Written task: Write out every line of the material below without changing anything, and leave the pictures out of your answer.

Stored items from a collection
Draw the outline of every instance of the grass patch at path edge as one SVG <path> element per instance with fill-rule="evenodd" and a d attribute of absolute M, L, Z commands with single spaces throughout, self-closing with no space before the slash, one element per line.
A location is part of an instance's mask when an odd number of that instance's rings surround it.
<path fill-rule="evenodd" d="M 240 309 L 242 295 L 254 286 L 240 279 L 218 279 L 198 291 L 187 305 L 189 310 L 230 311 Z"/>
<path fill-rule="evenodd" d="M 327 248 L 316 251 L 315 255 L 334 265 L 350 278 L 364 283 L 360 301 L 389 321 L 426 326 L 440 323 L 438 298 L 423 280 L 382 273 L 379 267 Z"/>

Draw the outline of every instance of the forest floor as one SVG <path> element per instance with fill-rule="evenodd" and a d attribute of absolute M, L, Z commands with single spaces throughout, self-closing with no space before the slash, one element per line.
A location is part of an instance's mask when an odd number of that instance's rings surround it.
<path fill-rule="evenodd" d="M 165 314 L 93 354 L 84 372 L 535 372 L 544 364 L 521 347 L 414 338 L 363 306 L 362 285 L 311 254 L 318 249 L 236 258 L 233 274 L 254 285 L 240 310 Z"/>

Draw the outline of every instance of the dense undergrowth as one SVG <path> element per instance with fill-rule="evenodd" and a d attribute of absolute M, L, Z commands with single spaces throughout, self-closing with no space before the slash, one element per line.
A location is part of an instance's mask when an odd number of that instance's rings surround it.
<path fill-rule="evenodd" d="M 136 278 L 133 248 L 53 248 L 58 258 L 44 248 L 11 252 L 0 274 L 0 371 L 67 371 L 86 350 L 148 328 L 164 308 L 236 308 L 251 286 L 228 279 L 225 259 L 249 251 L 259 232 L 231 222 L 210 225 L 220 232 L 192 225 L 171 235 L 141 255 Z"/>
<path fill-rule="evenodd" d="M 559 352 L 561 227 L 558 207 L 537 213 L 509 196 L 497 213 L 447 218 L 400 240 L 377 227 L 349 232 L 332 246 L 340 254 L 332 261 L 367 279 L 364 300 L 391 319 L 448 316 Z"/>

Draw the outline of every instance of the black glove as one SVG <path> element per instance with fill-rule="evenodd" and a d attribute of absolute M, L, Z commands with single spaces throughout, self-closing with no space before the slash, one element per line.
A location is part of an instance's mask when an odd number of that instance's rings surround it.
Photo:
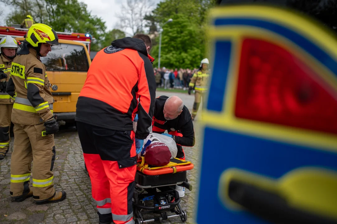
<path fill-rule="evenodd" d="M 59 123 L 55 119 L 46 121 L 44 125 L 45 127 L 45 135 L 56 133 L 59 131 Z"/>
<path fill-rule="evenodd" d="M 7 86 L 7 82 L 6 81 L 0 82 L 0 92 L 6 92 L 6 87 Z"/>

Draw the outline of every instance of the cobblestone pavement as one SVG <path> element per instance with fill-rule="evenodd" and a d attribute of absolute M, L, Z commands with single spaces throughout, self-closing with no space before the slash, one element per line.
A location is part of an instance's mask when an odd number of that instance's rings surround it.
<path fill-rule="evenodd" d="M 179 96 L 191 111 L 193 96 L 187 94 L 157 92 L 161 95 Z M 192 191 L 186 190 L 181 205 L 187 212 L 186 223 L 193 223 L 195 194 L 197 192 L 200 143 L 197 121 L 195 123 L 197 142 L 193 147 L 185 148 L 186 157 L 195 165 L 188 172 L 188 182 L 193 185 Z M 84 163 L 80 140 L 74 127 L 60 129 L 55 135 L 56 159 L 54 165 L 54 182 L 57 190 L 67 192 L 64 201 L 55 203 L 37 205 L 32 198 L 21 202 L 12 201 L 9 196 L 10 157 L 11 149 L 5 159 L 0 160 L 0 223 L 2 224 L 45 223 L 98 223 L 96 204 L 91 195 L 90 180 L 84 169 Z M 11 143 L 12 149 L 13 139 Z M 181 223 L 179 218 L 153 223 Z"/>

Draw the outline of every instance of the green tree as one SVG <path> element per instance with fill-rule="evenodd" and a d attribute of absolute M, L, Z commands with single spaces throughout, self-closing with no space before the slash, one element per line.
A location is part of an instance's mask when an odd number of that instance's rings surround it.
<path fill-rule="evenodd" d="M 104 34 L 104 39 L 101 43 L 101 47 L 102 48 L 105 47 L 110 45 L 113 41 L 125 37 L 125 34 L 124 32 L 114 29 Z"/>
<path fill-rule="evenodd" d="M 153 23 L 161 24 L 169 19 L 173 22 L 163 27 L 160 66 L 169 68 L 197 67 L 205 56 L 205 28 L 209 8 L 213 0 L 166 0 L 158 4 L 152 11 Z M 152 22 L 147 18 L 150 24 Z M 156 40 L 159 43 L 159 37 Z M 153 47 L 152 56 L 158 65 L 159 46 Z"/>
<path fill-rule="evenodd" d="M 164 27 L 162 33 L 160 65 L 168 68 L 192 68 L 198 66 L 205 52 L 204 32 L 188 17 L 181 14 L 172 17 L 173 21 Z M 159 46 L 150 54 L 157 58 L 154 66 L 158 66 Z"/>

Answer to this task:
Draw the outline of every instance of the grass patch at path edge as one SVG <path> element per instance with fill-rule="evenodd" and a d attribute of absolute M, L, Z commands with single spaces throughout, self-closing with no space before the slash, one element per line.
A location is part of an instance's mask when an odd number of that instance's rings surround it.
<path fill-rule="evenodd" d="M 240 309 L 242 295 L 254 286 L 240 279 L 218 279 L 198 291 L 187 305 L 189 310 L 230 311 Z"/>
<path fill-rule="evenodd" d="M 327 248 L 316 251 L 315 255 L 334 265 L 350 278 L 364 283 L 360 301 L 389 321 L 426 326 L 440 323 L 438 298 L 423 280 L 382 273 L 379 267 Z"/>

Draw the outline of every instance of the forest floor as one SVG <path> element per instance with fill-rule="evenodd" and a d attribute of absolute M, L, Z commands with single spaces throughout, self-closing with no space before the slash, one element per line.
A location is part of an instance's mask when an odd number of that instance's rings surround it.
<path fill-rule="evenodd" d="M 165 314 L 93 354 L 84 372 L 535 372 L 544 364 L 521 347 L 414 338 L 363 306 L 362 285 L 311 254 L 318 249 L 236 258 L 233 274 L 254 285 L 240 310 Z"/>

Draw the outline of every instance of the dense undergrowth as one SVG <path> element per instance with fill-rule="evenodd" and a d attribute of absolute M, L, Z commands with single spaces throughout, self-closing with no space before the slash, one element per line.
A location is part of an instance's mask when an odd number of that instance's rings surround it.
<path fill-rule="evenodd" d="M 136 278 L 133 248 L 53 248 L 58 258 L 44 248 L 11 252 L 0 274 L 0 371 L 67 371 L 86 350 L 148 328 L 164 308 L 236 308 L 251 286 L 228 279 L 225 259 L 249 251 L 259 232 L 231 222 L 210 225 L 220 232 L 192 225 L 171 235 L 141 255 Z"/>
<path fill-rule="evenodd" d="M 559 352 L 561 227 L 558 207 L 537 213 L 509 196 L 497 213 L 447 218 L 400 240 L 377 227 L 349 232 L 332 246 L 340 254 L 332 261 L 367 279 L 364 300 L 391 319 L 448 316 Z"/>

Draw the outline of every instance of the black glove as one SVG <path> element per instance with fill-rule="evenodd" and a d attribute of absolute M, L, Z commands with single spaces throughout, self-closing with no space before the slash, one element per line.
A location is part of an instance's mask when an odd number of that instance's rings surround it.
Photo:
<path fill-rule="evenodd" d="M 59 123 L 55 119 L 46 121 L 44 125 L 45 127 L 45 135 L 56 133 L 59 131 Z"/>
<path fill-rule="evenodd" d="M 7 86 L 7 82 L 6 81 L 0 82 L 0 92 L 6 92 L 6 87 Z"/>

Draw the outline of every instance of the cobblestone pavement as one SVG <path> element per instance with fill-rule="evenodd" and a d attribute of absolute M, L, Z commands with single spaces throughout, self-closing with no space before the slash, one element per line.
A location is part of an instance's mask when an odd number of that instance's rings surround it.
<path fill-rule="evenodd" d="M 179 96 L 191 111 L 193 96 L 187 94 L 157 92 L 161 95 Z M 192 191 L 186 190 L 181 205 L 187 212 L 186 223 L 193 223 L 195 194 L 197 192 L 200 143 L 197 121 L 195 123 L 197 142 L 193 147 L 185 148 L 186 157 L 195 165 L 188 172 L 188 182 L 193 185 Z M 84 163 L 80 140 L 74 127 L 60 129 L 55 135 L 56 159 L 54 165 L 54 182 L 57 190 L 67 192 L 64 201 L 55 203 L 37 205 L 32 198 L 21 202 L 12 201 L 9 196 L 10 157 L 11 149 L 5 159 L 0 160 L 0 223 L 2 224 L 45 223 L 98 223 L 96 204 L 91 195 L 90 180 L 84 169 Z M 11 143 L 12 149 L 13 139 Z M 181 223 L 179 218 L 153 223 Z"/>

Draw the outline of every instance of the green tree as one SVG <path> element per instance with fill-rule="evenodd" and a d attribute of absolute M, L, Z commands with single spaces throughout, self-closing with no space before the slash, one element per line.
A location is part of an instance's mask when an odd number of that instance's rings surround it.
<path fill-rule="evenodd" d="M 104 34 L 104 39 L 101 43 L 101 47 L 102 48 L 105 47 L 110 45 L 113 41 L 125 37 L 125 34 L 124 32 L 114 29 Z"/>
<path fill-rule="evenodd" d="M 153 23 L 161 24 L 169 19 L 173 22 L 163 27 L 160 66 L 169 68 L 197 67 L 205 56 L 205 28 L 209 8 L 213 0 L 166 0 L 158 4 L 152 11 Z M 152 22 L 147 18 L 150 24 Z M 156 40 L 159 43 L 159 37 Z M 153 47 L 152 56 L 158 65 L 159 46 Z"/>
<path fill-rule="evenodd" d="M 164 27 L 162 33 L 160 65 L 168 68 L 192 68 L 198 66 L 205 52 L 204 32 L 188 17 L 181 14 L 172 17 L 173 21 Z M 159 46 L 150 54 L 157 58 L 154 66 L 158 66 Z"/>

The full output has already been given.